*** Extrait du texte ***

Entretien avec Mona Malak, militante Jeunes FGTB
Propos recueillis par Raphaël D’Elia, chargé de communication aux Jeunes FGTB
Qu’est-ce que le travail reproductif ?
Le travail reproductif, ou travail de reproduction, est le travail qui permet d’assurer la survie et la reproduction de la force de travail (les travailleur·euses) dite productive (salariée/à l’emploi). Le travail reproductif peut également être qualifié de travail de soins, ou care, et concerne notamment le travail domestique, le travail d’éducation via l’école et les soins de santé. Celui-ci, quel que soit le lieu où il est exercé, est le plus souvent endossé par les femmes et ce de manière gratuite et invisible.
Le travail domestique, par exemple, est encore aujourd’hui inégalement réparti au sein des couples hétérosexuels et réalisé majoritairement par les femmes, qu’elles aient un emploi rémunéré en parallèle ou non[1]. Pour les femmes qui en ont les moyens, ce travail est externalisé et relégué à d’autres femmes, migrantes et/ou précaires. Les femmes à l’emploi qui n’ont pas la possibilité de s’en débarrasser sont alors soumises à ce que la sociologue française Christine Delphy appelle la « double journée de travail ».
Quelle est sa place et son importance dans la société capitaliste contemporaine ?
La société capitaliste ne pourrait pas fonctionner sans le travail de reproduction largement sous-estimé et sous-valorisé. La crise du covid a permis de mettre en relief plusieurs failles de la société, depuis longtemps dénoncées par les mouvements féministes. Notamment que ce travail reproductif est essentiel et ne peut être mis à l’arrêt, même en plein confinement. La crise a montré que certains métiers ne peuvent être exercés en télétravail et ne peuvent être remplacés par une intelligence artificielle. Faire tourner un hôpital nécessite non seulement des médecins et des infirmier·ères mais également, entre autres, des personnes pour nettoyer et stériliser les lieux. Le personnel d’une maison de repos ne pouvait pas non plus s’arrêter de travailler et abandonner ses résident·es. On assiste aujourd’hui à une crise du care, due en partie au vieillissement de la population et à une baisse de la natalité. Le soin aux autres est donc un des enjeux contemporains les plus fondamentaux.
Qu’as-tu à répondre à celleux qui disent que c’est un constat secondaire, que le plus important c’est le combat entre les travailleur·euses et les patrons ?

*** Entrées de données ***

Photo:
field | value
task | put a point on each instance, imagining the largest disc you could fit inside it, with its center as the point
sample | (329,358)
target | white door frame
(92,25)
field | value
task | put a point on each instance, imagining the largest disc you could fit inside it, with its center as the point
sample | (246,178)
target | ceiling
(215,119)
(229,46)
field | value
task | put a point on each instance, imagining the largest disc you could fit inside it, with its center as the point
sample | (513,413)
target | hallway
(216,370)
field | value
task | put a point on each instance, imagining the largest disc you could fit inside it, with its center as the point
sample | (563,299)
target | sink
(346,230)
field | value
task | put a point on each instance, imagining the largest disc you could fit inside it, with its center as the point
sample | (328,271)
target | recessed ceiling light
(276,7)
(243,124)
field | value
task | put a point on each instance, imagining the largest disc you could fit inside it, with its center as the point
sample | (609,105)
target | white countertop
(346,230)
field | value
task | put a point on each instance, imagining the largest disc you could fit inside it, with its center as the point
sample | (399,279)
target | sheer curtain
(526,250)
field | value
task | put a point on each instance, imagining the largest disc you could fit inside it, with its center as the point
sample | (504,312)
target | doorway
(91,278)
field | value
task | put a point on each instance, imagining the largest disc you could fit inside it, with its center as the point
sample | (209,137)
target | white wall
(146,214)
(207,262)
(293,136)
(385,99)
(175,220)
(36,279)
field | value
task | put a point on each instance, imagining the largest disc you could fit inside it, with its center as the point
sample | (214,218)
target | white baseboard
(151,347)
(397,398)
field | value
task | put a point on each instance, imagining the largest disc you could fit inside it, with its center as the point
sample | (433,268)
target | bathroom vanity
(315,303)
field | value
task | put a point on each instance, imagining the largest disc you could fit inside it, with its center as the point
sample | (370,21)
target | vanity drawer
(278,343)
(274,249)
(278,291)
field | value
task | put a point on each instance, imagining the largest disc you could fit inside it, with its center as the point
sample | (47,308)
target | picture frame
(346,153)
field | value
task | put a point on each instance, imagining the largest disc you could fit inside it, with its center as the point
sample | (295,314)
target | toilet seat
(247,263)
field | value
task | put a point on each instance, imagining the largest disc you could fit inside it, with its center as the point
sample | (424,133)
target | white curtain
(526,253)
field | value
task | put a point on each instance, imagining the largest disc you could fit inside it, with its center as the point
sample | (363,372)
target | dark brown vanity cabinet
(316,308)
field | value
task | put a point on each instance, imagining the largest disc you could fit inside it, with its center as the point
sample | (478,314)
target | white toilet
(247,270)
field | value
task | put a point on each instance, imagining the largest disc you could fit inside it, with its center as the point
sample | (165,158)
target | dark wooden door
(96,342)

***

**Consignes de l'exercice**
a – Dans l'entretien sur le travail reproductif, quelle expression la sociologue Christine Delphy emploie-t-elle pour désigner la situation des femmes à l'emploi qui ne peuvent pas se décharger du travail domestique ?
b – Poursuivez l'entretien sur le travail reproductif à partir du point où il s'arrête.

**Réponses aux consignes**
a – La « double journée de travail ».

b –
D’abord que les deux ne sont pas incompatibles, notamment lorsque le travail reproductif est également salarié. Le mouvement féministe pose des questions plus globales qui permettent de réfléchir à notre vision de la société. Quelles valeurs souhaitons-nous produire en tant que société et par quels moyens ? Qu’est-ce qui constitue du travail et qu’est-ce qui constitue du loisir ? Qui décide de ce qui est de l’ordre du travail ou pas ? Comment voulons-nous prendre soin les uns des autres ?
Ensuite, redéfinir le travail de reproduction et plus précisément le travail domestique constitue une première étape à repenser nos modes de production. En effet, considérer par exemple que les étudiant·es, les femmes au foyer et les sans-emploi produisent également de la valeur suppose un élargissement de la classe des travailleurs et des travailleuses et donc un potentiel accroissement de sa capacité d’agir. D’un point de vue syndical, il y aurait beaucoup à puiser de cette capacité d’agir et de nombreuses solidarités à construire.
Quelles revendications amènent les constats liés au travail reproductif ?
Il existe de nombreuses revendications liées au travail reproductif proposées par les différents courants du mouvement féministe (féminismes marxiste, matérialiste/radical, intersectionnel, etc). Pour en citer quelques-unes, nous pouvons évoquer la rémunération du travail gratuit (salaire à vie, salaire ménager, revenu d’autonomie, …), la revalorisation salariale et sociétale des métiers de soins, l’individualisation des droits sociaux, la socialisation et la dénaturalisation du travail domestique via la création ou l’extension de crèches publiques, de cantines sociales, de maisons du peuple, etc.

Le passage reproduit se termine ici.